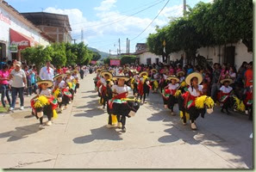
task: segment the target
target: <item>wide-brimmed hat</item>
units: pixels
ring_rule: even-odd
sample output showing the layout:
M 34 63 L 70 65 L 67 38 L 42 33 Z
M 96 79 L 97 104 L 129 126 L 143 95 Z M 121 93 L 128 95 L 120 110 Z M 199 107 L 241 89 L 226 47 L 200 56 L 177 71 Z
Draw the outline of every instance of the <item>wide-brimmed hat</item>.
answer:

--

### Given instruction:
Reproduce the listing above word for word, leaving out the picture.

### Worked solution:
task: segment the target
target: <item>wide-brimmed hat</item>
units: pixels
ring_rule: even-odd
sample output showing the layout:
M 34 63 L 70 65 L 67 38 L 42 33 Z
M 96 79 L 97 104 L 129 126 L 143 95 Z M 121 93 L 128 95 L 120 110 Z M 199 107 L 241 89 L 226 47 L 200 56 L 177 71 Z
Draw the outline of every instance of the <item>wide-brimmed hat</item>.
answer:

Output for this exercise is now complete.